Stored records:
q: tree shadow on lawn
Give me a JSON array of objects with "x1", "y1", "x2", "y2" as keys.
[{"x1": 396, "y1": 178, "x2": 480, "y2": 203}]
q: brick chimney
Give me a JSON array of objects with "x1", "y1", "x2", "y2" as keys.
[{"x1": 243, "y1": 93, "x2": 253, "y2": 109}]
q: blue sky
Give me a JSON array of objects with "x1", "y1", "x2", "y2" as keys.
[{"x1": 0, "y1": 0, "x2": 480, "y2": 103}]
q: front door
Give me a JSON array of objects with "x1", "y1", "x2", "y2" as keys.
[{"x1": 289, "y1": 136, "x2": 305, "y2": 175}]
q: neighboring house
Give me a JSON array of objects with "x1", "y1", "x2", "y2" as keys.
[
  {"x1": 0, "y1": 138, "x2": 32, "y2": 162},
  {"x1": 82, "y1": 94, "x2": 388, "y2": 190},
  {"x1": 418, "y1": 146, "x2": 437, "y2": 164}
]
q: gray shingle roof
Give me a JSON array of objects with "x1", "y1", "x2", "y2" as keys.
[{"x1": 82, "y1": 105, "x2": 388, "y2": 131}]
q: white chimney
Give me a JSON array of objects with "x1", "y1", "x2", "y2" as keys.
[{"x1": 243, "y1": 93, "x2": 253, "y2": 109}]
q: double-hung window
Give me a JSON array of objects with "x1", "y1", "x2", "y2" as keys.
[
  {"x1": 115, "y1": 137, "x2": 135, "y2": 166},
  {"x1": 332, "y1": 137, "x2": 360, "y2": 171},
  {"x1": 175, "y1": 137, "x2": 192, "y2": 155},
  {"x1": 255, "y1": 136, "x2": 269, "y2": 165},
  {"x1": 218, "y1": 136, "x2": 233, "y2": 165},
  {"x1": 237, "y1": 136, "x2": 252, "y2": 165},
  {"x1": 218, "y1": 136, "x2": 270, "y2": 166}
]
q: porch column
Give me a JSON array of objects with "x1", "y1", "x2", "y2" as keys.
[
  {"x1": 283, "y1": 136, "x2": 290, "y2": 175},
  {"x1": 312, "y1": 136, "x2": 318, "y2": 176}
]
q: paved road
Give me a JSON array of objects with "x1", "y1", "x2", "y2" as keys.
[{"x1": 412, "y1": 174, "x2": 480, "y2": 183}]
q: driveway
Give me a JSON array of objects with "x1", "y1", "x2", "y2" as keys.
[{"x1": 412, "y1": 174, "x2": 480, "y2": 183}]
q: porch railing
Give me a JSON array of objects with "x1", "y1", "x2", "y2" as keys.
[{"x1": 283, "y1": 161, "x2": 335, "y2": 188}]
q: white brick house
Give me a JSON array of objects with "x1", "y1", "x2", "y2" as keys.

What is required.
All of the data needs to be reproduced exactly, with no line missing.

The solution.
q: tree shadow on lawn
Give me a JSON array of objects with "x1", "y1", "x2", "y2" as keys.
[{"x1": 396, "y1": 178, "x2": 480, "y2": 203}]
q: brick chimney
Give me a JSON array of objects with "x1", "y1", "x2", "y2" as keys.
[{"x1": 243, "y1": 93, "x2": 253, "y2": 109}]
q: blue sky
Give me a JSON array of objects with "x1", "y1", "x2", "y2" as keys.
[{"x1": 0, "y1": 0, "x2": 480, "y2": 103}]
q: front door
Give me a JSON array of objects with "x1", "y1", "x2", "y2" as keys.
[{"x1": 289, "y1": 136, "x2": 305, "y2": 175}]
q: neighboring house
Give me a JSON array of objects with "x1", "y1", "x2", "y2" as keys.
[
  {"x1": 0, "y1": 138, "x2": 32, "y2": 162},
  {"x1": 82, "y1": 94, "x2": 388, "y2": 190},
  {"x1": 418, "y1": 146, "x2": 437, "y2": 164}
]
q: gray shingle roof
Give me a JSON array of objects with "x1", "y1", "x2", "y2" as keys.
[{"x1": 82, "y1": 105, "x2": 388, "y2": 131}]
q: white chimney
Give me a JSON array of objects with "x1", "y1", "x2", "y2" as keys.
[{"x1": 243, "y1": 93, "x2": 253, "y2": 109}]
q: double-hung window
Give me a JSON array of objects with "x1", "y1", "x2", "y2" as keys.
[
  {"x1": 115, "y1": 137, "x2": 135, "y2": 166},
  {"x1": 332, "y1": 137, "x2": 360, "y2": 171},
  {"x1": 175, "y1": 137, "x2": 192, "y2": 155},
  {"x1": 255, "y1": 136, "x2": 269, "y2": 165},
  {"x1": 218, "y1": 136, "x2": 233, "y2": 165},
  {"x1": 237, "y1": 136, "x2": 252, "y2": 165},
  {"x1": 218, "y1": 136, "x2": 270, "y2": 166}
]
q: porch column
Give me a JSON array of objects with "x1", "y1", "x2", "y2" as keys.
[
  {"x1": 283, "y1": 136, "x2": 290, "y2": 175},
  {"x1": 312, "y1": 136, "x2": 318, "y2": 176}
]
q: paved road
Give me a JSON array of objects with "x1", "y1", "x2", "y2" as keys.
[{"x1": 412, "y1": 174, "x2": 480, "y2": 183}]
q: driveway
Give me a JSON array of objects with "x1", "y1", "x2", "y2" as keys.
[{"x1": 412, "y1": 174, "x2": 480, "y2": 183}]
q: porch railing
Give me a JSON array of objects with "x1", "y1", "x2", "y2" as keys.
[{"x1": 283, "y1": 161, "x2": 335, "y2": 188}]
q: white brick house
Give me a JSON array of objects with "x1", "y1", "x2", "y2" as keys.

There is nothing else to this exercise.